**What the task requires**: Identify every line in the entries below that contains the string "scaffolding", and copy each such line. Case counts.

**Extracted data entries**:
================================

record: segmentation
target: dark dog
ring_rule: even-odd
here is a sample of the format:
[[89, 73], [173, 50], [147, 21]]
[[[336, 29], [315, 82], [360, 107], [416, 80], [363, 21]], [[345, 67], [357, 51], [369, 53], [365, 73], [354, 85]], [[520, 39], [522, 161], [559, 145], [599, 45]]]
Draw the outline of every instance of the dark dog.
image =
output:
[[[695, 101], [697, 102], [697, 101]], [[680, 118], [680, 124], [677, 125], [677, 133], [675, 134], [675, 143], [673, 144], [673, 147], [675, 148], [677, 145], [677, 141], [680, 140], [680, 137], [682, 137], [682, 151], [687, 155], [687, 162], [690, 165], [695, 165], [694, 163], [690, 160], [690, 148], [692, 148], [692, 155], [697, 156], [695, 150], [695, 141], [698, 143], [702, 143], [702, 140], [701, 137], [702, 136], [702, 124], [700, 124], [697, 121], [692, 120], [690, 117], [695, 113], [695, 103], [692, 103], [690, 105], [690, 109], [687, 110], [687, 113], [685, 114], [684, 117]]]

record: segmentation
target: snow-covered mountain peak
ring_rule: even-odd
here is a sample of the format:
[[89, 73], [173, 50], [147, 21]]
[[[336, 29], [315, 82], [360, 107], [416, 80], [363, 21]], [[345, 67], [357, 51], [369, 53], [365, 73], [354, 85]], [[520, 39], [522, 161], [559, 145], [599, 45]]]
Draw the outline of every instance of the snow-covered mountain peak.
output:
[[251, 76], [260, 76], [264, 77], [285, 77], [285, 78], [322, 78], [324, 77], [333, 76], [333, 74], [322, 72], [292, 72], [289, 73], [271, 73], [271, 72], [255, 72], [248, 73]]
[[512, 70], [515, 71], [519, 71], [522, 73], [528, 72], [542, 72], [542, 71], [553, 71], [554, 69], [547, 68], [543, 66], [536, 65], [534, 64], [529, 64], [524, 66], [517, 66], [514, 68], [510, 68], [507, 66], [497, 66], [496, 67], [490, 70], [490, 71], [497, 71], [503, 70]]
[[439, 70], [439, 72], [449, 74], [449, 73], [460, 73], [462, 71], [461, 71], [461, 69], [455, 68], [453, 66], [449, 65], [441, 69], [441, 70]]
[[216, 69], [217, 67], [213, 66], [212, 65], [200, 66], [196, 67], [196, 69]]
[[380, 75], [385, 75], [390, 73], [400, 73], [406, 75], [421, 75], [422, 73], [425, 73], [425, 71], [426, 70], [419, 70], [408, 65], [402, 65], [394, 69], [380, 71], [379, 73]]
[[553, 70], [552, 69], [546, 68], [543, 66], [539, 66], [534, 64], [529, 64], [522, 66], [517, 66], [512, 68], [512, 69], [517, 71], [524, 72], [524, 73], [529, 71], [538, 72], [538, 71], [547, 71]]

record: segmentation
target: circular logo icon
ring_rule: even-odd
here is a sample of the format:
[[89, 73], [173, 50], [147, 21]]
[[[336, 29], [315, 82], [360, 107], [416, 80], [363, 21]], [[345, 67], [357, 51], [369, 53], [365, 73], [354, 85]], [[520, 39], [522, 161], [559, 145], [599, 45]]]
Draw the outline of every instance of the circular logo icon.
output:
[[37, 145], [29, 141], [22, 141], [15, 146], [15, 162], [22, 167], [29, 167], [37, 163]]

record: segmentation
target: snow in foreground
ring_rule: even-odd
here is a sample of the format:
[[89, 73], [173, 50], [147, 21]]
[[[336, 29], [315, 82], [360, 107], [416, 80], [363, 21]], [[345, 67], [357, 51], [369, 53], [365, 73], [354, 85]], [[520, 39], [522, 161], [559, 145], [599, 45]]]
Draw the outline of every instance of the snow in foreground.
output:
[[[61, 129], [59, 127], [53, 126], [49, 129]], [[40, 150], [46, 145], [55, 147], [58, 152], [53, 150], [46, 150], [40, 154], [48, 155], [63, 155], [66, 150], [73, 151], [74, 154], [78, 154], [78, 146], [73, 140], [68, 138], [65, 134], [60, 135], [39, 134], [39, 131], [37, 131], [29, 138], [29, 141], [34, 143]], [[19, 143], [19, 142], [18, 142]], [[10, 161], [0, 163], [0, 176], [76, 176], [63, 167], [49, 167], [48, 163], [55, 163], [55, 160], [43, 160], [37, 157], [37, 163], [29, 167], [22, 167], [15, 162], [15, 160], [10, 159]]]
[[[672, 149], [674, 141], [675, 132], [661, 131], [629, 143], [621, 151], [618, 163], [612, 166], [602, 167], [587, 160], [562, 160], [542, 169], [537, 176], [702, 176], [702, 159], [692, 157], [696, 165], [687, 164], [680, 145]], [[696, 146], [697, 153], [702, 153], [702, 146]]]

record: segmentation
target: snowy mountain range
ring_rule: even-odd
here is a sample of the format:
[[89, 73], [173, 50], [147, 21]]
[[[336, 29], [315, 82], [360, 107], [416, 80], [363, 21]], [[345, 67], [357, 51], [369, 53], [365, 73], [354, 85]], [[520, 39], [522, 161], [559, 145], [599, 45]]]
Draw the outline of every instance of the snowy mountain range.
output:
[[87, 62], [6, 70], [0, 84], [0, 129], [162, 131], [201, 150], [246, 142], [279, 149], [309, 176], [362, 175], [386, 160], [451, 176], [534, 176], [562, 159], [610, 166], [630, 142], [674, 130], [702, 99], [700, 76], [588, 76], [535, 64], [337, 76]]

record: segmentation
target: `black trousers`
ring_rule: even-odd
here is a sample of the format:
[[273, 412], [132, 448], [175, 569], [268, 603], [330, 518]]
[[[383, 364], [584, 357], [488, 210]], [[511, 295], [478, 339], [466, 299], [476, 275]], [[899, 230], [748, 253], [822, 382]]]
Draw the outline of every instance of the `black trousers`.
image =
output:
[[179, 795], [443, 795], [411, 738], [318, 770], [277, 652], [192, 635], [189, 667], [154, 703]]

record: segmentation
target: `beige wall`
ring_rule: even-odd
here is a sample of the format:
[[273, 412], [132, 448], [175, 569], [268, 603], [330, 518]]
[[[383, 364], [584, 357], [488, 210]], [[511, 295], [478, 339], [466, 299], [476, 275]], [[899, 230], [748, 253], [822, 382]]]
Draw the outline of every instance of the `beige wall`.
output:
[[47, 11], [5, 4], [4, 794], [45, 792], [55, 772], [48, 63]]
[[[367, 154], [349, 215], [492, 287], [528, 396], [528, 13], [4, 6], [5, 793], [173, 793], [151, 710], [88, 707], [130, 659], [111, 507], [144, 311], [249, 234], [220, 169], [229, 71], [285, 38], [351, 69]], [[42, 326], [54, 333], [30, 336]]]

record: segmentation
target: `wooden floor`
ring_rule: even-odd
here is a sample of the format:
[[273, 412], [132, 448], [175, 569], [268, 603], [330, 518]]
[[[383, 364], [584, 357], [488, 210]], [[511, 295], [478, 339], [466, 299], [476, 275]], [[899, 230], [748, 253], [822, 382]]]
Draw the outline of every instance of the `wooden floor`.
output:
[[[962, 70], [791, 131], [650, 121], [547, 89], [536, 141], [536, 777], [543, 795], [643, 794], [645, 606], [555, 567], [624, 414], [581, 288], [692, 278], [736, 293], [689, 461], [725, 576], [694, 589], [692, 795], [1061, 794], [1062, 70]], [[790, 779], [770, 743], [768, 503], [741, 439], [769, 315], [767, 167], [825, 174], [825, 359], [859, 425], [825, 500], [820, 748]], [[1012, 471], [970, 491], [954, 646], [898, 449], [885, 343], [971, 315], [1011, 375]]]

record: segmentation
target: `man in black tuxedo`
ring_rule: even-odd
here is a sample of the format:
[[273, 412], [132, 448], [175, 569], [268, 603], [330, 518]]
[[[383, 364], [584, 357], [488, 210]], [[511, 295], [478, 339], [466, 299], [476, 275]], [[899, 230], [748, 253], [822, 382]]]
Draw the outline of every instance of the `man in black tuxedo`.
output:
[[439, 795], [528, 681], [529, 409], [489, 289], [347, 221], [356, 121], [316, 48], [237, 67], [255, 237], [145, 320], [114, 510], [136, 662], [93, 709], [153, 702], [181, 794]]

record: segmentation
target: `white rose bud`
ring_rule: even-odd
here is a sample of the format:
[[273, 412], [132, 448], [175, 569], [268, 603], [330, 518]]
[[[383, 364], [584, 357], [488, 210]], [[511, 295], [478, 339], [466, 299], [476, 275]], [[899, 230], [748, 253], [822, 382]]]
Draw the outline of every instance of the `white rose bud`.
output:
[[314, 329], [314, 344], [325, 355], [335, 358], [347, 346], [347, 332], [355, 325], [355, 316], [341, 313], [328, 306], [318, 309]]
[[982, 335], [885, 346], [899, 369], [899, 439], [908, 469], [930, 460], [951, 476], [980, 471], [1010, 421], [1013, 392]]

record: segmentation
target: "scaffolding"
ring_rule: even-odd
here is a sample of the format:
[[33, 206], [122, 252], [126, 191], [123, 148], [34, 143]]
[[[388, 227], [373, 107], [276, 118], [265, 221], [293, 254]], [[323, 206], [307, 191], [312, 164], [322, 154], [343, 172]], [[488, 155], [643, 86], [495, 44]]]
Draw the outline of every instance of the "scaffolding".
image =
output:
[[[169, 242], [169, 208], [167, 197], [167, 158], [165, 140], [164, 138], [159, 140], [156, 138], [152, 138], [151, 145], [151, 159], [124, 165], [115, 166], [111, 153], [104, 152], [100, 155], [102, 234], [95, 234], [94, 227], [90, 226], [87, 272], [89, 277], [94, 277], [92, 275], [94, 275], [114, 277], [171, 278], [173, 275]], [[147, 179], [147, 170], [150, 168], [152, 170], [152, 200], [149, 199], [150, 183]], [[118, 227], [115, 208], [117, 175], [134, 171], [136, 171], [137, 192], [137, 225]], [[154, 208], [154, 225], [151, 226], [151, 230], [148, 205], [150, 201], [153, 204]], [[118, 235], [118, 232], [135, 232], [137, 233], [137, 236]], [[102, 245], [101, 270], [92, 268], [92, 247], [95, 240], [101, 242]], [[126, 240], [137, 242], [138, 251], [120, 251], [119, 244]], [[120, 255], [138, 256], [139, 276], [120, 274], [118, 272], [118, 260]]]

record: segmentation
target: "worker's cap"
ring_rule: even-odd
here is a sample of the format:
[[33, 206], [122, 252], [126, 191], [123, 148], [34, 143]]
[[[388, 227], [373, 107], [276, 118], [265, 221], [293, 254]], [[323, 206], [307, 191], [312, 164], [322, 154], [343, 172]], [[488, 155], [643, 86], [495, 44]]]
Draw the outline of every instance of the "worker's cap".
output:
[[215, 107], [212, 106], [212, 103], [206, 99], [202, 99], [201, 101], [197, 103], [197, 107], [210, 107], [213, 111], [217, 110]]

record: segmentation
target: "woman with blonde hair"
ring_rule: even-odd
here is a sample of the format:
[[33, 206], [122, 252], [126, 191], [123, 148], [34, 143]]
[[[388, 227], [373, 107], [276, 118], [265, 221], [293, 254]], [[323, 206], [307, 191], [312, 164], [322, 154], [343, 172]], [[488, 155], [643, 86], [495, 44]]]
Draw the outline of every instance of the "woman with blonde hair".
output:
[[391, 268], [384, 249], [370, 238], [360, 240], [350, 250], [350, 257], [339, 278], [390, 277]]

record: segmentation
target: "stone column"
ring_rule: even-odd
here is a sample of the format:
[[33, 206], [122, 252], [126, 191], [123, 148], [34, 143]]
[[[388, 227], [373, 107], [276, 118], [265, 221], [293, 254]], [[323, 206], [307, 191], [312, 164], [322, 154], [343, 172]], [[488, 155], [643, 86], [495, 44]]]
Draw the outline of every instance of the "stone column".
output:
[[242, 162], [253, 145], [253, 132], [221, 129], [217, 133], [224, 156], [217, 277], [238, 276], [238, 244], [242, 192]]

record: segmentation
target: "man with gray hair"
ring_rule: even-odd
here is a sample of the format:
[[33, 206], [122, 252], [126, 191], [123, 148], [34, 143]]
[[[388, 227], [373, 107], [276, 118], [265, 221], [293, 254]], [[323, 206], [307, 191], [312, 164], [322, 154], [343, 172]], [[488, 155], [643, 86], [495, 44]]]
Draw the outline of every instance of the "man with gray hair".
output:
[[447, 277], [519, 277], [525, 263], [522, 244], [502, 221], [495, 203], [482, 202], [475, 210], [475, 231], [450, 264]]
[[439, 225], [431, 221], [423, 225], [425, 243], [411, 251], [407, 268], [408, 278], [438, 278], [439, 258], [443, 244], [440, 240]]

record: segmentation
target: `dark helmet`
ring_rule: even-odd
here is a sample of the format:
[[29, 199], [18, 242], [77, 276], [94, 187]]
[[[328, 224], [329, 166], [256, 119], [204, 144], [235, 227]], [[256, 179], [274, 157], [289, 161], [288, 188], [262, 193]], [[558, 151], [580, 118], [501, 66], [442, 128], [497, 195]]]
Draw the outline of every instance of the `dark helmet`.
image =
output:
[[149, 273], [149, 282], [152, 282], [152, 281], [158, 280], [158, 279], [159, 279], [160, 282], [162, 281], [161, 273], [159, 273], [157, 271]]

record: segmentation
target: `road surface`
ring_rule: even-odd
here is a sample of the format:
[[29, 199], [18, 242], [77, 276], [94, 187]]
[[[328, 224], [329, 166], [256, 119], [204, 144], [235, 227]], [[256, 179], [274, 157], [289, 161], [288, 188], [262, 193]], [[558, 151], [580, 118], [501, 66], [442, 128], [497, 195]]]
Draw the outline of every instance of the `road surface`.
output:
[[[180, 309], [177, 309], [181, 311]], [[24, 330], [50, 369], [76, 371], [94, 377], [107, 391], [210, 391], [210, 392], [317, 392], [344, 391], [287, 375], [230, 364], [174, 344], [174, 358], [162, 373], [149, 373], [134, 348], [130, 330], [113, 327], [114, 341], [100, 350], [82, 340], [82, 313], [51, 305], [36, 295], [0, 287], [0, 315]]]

================================

**In response**:
target: "scaffolding"
Draw the outline of every instance of the "scaffolding".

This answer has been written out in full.